Please continue the article below on the call for a total ban on baby milk advertising, starting after its final sentence.

==== Excerpt to read ====

A coalition of charities is demanding baby milk be treated like tobacco and subjected to a total advertising ban.
The charities want women to get impartial information
The National Childbirth Trust, Save The Children and Unicef say the current partial ban is not enough, and parents have been left confused.
They want the government to extend a ban on infant milk adverts to include "follow-on" milks for older babies.
England's policy on the promotion of formula milk is currently being reviewed by the Food Standards Agency.
At present, companies are not allowed to advertise formula milk for babies under six months.
But they are allowed to promote so-called follow-on milks, a range for children aged between six months and two years.
The charities accuse baby milk companies of using their follow-on milks to promote their products for younger infants by giving them the same name and logo so as to make them "virtually indistinguishable" to parents.
"In similar ways to how tobacco companies found their way through loopholes in legislation restricting the advertising of cigarette promotion, formula milk companies are finding ways to exploit ambiguity in the law and to continue aggressively marketing their products to parents," says Belinda Phipps of the NCT.
'Sense of guilt'
The World Health Organization recommends that babies are given breast milk exclusively for the first six months, and that a mother should continue to breastfeed up to the age of two years.
The charities note that those children who are breastfed are better protected from infections and potentially from even more serious conditions later on in life.
At present, some 76% of UK mothers start out breastfeeding - up 7% from 2000.
However most move on to formula within weeks, and fewer than half still breastfeed by the time their child is six weeks old.
By six months, only 25% of mothers are breastfeeding at all.
But Dr Ellie Lee of the University of Kent who has researched women's experiences of infant feeding said the impact of advertising on the decision to switch from breast to bottle was "negligible".
In a study of mothers commissioned by The Infant and Dietetic Foods Association (IDFA), Dr Lee found that the decision to bottle feed was a "pragmatic decision based on personal circumstances".

==== Raw data ====

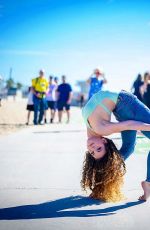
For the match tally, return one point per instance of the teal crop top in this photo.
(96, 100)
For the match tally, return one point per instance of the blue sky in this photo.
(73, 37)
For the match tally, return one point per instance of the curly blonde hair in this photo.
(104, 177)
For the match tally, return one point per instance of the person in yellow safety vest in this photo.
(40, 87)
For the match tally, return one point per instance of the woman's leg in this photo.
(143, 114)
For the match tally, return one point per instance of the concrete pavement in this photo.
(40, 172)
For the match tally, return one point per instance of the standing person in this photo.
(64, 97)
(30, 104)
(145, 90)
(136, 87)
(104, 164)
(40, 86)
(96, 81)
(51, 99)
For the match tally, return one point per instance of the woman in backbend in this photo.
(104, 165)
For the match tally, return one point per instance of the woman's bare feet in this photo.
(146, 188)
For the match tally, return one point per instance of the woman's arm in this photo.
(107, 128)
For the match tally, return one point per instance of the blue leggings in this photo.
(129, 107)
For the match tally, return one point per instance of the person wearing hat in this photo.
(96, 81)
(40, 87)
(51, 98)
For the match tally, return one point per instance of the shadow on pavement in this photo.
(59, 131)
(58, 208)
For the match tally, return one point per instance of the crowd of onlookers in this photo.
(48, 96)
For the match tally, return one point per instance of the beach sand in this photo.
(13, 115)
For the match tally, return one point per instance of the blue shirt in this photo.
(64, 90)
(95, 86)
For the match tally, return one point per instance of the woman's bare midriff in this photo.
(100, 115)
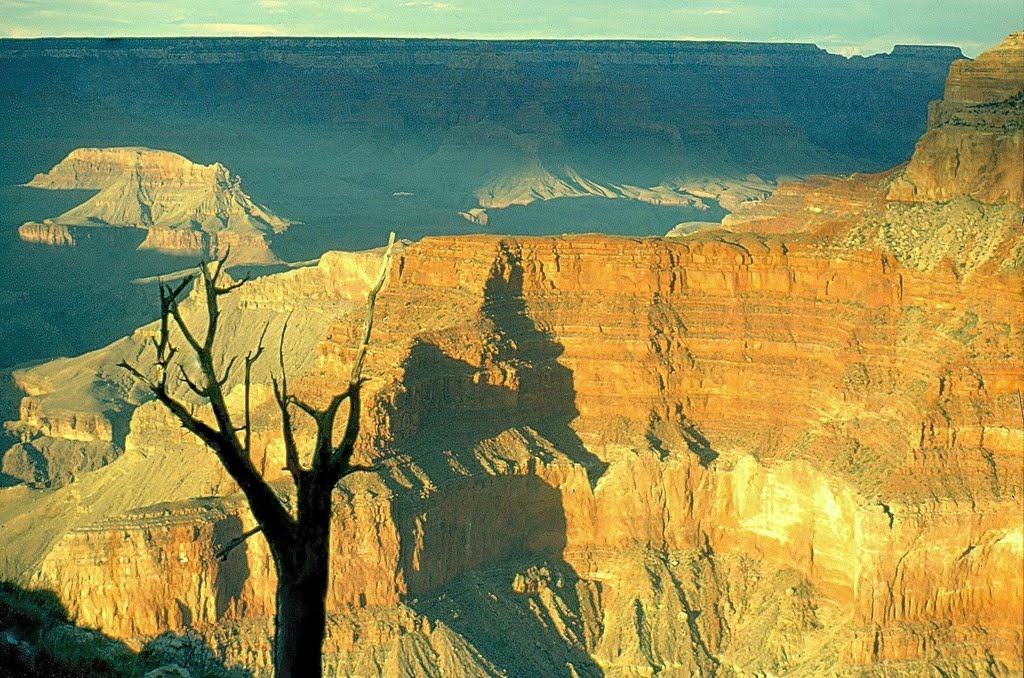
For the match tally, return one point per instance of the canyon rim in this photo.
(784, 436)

====
==== Raw data ====

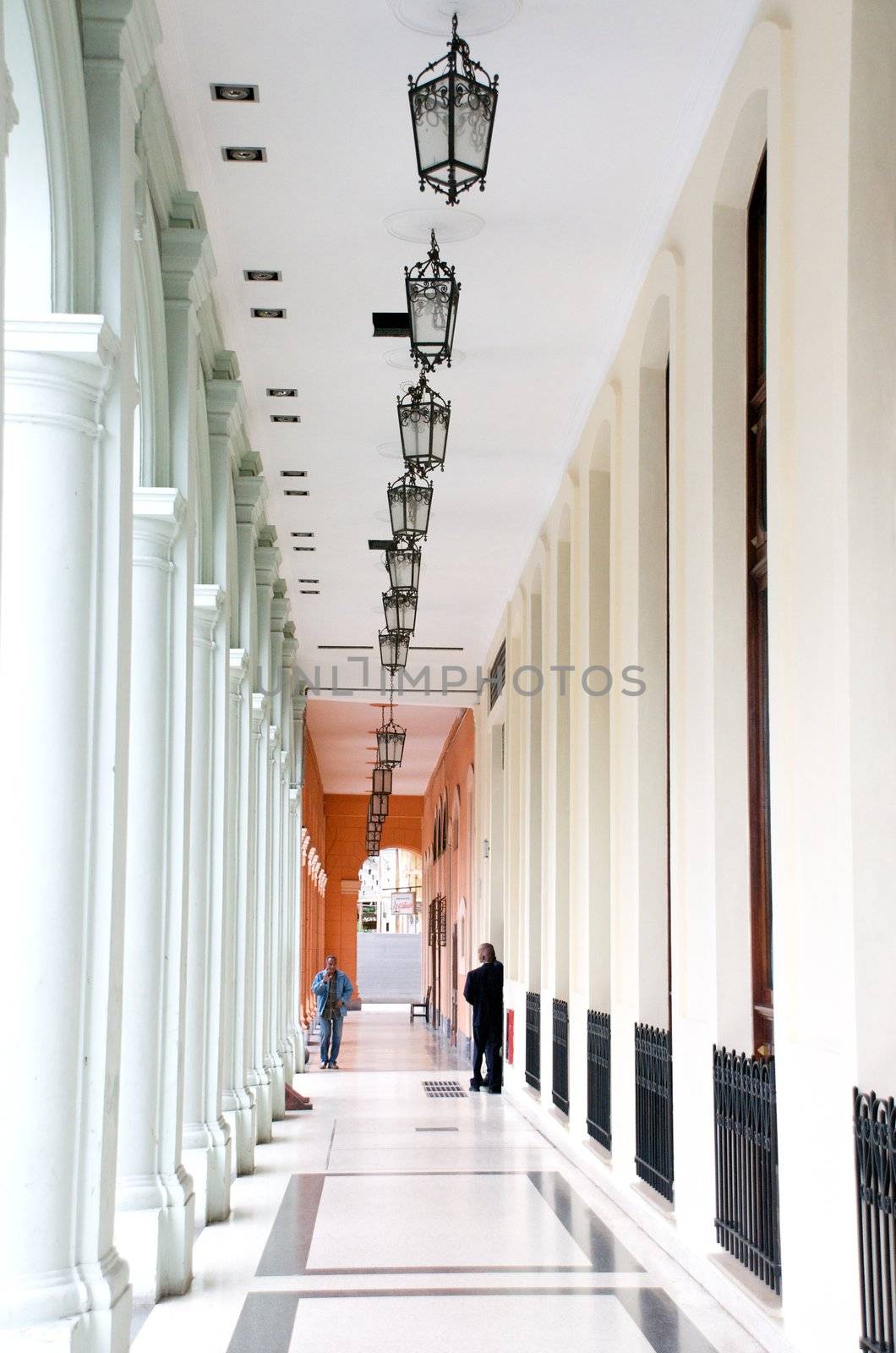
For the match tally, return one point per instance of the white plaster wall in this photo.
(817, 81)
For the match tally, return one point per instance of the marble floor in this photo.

====
==== Raw data ====

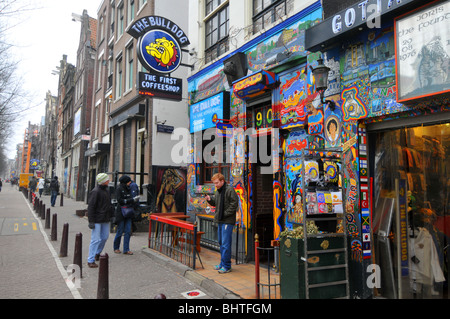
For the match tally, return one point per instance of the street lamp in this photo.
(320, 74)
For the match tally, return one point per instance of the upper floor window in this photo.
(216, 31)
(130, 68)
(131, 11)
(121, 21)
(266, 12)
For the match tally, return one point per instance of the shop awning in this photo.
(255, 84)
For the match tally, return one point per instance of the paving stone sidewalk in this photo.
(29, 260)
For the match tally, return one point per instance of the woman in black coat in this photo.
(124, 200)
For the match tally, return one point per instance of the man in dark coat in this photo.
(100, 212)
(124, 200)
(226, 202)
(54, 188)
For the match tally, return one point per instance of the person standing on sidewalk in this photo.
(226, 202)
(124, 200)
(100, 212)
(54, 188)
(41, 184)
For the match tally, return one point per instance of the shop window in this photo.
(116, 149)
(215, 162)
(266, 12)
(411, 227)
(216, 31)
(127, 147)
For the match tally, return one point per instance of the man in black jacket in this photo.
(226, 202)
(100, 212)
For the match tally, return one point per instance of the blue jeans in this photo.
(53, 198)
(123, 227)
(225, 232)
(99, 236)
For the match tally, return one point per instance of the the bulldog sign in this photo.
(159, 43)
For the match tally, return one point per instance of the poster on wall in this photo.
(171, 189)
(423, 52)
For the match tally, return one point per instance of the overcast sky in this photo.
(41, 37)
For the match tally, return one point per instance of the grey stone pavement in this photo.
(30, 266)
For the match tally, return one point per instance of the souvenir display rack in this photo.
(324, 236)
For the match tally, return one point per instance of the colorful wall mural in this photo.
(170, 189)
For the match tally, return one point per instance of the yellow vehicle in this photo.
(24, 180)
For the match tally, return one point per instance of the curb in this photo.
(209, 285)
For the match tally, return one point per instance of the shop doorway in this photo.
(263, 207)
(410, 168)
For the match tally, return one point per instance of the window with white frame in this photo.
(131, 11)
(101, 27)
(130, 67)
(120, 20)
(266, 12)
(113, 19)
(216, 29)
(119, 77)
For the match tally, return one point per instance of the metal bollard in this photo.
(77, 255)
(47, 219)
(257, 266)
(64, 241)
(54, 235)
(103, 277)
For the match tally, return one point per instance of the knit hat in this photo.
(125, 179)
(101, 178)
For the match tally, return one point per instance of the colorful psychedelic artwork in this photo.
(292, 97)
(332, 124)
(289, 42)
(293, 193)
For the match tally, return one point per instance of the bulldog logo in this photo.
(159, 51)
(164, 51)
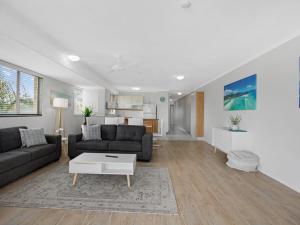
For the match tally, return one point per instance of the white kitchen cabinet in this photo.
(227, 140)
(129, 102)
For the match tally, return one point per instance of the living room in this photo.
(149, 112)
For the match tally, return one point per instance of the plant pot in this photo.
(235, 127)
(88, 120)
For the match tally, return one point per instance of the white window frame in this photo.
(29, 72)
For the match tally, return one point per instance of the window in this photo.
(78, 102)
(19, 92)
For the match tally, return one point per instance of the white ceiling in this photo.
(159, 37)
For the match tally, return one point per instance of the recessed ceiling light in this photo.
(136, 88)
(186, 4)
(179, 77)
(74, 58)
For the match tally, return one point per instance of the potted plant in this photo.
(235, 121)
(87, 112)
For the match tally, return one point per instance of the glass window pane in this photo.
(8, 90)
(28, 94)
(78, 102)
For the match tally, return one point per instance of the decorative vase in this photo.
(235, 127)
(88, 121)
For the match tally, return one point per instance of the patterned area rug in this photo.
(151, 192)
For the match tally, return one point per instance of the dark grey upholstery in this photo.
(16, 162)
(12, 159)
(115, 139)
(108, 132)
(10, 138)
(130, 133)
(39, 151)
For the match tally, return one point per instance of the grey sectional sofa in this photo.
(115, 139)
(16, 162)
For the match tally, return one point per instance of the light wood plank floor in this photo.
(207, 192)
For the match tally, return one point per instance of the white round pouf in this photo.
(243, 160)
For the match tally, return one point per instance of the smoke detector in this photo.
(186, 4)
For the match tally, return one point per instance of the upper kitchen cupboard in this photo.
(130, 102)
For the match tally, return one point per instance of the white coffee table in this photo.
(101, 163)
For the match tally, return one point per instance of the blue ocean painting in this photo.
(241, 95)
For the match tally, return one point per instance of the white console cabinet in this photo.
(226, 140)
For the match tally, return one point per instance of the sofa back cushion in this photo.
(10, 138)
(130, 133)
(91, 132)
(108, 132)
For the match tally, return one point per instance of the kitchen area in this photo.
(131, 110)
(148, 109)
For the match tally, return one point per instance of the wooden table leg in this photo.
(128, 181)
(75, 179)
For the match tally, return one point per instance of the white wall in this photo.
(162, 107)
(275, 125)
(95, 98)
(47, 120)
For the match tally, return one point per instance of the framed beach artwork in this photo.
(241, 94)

====

## Response to this task:
"Some do it because of the pain of feeding or so they can feed their child at more regular intervals, some so they can share responsibility for feeding the baby, others because they are thinking of going back to work.
"Many mothers feel an immense sense of guilt and failure when they move on to the bottle, and this latest debate about advertising is likely to make them feel even worse."
It has also been suggested that the increasing reluctance of health professionals to discuss formula milk as an option may mean some parents are not aware of the thorough sterilisation of feeding equipment that is needed to limit the risk of infection.
The Food Standards Agency is currently working on new regulations for the promotion of formula milk which would take into account the latest EU directive.
The charities involved in the report want the FSA to agree to a ban, noting that the new European recommendations in particular stress that information on formula "should not counter the promotion of breast feeding".
It is unclear whether a ban is likely, but it is thought that companies will no longer be able to make claims about similarity to breast milk on their packets under new restrictions.
A number of companies have slogans such as "even closer to breast milk", "the closest to breast milk" on their packaging, pointing to the fatty acids and probiotic bacteria found in breast milk that are included in the ingredients.